> [What is asked]: Repeat exactly the lines from the line containing "Tag one point on each instance of the green" through the last line of the records below, inclusive, and nothing else.

Point placement records:
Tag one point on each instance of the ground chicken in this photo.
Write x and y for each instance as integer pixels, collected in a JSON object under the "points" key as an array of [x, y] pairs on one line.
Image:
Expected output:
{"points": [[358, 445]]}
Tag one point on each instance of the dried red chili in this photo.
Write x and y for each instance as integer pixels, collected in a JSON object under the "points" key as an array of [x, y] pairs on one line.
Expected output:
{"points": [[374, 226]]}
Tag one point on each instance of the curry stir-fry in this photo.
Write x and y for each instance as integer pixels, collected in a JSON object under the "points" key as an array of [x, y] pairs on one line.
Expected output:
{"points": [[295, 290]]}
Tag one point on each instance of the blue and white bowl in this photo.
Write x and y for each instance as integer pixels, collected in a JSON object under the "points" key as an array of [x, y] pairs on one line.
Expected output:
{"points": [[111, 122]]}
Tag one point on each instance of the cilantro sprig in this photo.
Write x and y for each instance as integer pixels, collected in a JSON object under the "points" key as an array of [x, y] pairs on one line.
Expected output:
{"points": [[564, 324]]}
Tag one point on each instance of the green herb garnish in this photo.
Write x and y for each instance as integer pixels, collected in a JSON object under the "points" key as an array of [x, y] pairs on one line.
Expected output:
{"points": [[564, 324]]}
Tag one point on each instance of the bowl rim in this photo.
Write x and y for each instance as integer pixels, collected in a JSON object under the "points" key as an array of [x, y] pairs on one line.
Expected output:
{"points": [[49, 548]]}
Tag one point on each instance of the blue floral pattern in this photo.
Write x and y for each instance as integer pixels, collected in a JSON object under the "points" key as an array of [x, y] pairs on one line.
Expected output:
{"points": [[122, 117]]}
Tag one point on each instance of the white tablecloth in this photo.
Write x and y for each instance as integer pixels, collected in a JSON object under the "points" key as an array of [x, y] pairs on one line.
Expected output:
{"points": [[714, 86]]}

> [Answer]:
Tag one point on each instance of the green herb garnish in this photo.
Write x and y for each instance as integer pixels, collected in a JSON object under the "points" key as an array of [x, y] pairs on one line.
Expected output:
{"points": [[564, 324]]}
Tag one point on each instance of the bowl rim in this photo.
Write x and y for each instance as integer pixels, collected in a JSON object under the "points" key as an array of [x, y] pairs on one line.
Expected output:
{"points": [[49, 548]]}
Tag one point on each instance of the blue floral pattern in this photo.
Write x and y for each instance as integer pixels, collected in a JSON object under the "points" key as an array of [x, y] pairs on one line.
Expected output:
{"points": [[122, 117]]}
Tag one point on each instance of the white tablecloth in this photo.
Write x and y for each instance as integer pixels, collected in a JSON object under the "points" key as an array of [x, y] pairs on one line.
Expected output:
{"points": [[714, 86]]}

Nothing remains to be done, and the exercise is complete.